*** Block opens ***

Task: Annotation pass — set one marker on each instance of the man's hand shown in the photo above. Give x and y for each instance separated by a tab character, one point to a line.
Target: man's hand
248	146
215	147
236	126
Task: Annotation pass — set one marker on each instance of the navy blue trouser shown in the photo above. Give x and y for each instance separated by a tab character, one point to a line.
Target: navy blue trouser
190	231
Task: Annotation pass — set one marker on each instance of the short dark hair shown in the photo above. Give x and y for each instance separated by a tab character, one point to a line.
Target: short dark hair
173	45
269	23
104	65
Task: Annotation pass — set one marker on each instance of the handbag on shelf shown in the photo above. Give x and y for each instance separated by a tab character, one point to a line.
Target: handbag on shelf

*** Block closes ***

For this task, please set down every entry exactly, with no line left out.

▶ _EXERCISE RESULT_:
Task: Annotation pass — set one marker on each instance of the man's hand shown in the photo above. Give x and y for each instance separated by a tab character, one point to a line.
Target: man's hand
248	146
215	147
236	126
Task: Annotation pass — set one marker on each instance of the navy blue trouser shown in the photo above. Give x and y for each instance separated by a tab character, one point to a line.
Target: navy blue trouser
190	231
Task: Annotation pass — set one marker on each instance of the short dark hair shown in the photo above. Give x and y for each instance separated by a tab character, one point to a line.
Target: short dark hair
173	45
269	23
104	65
Task: Annotation pass — set one marker on each instance of the handbag on shelf shown in the photo above. Give x and y for each instance separated by a tab character, one point to a line.
Target: handbag on shelf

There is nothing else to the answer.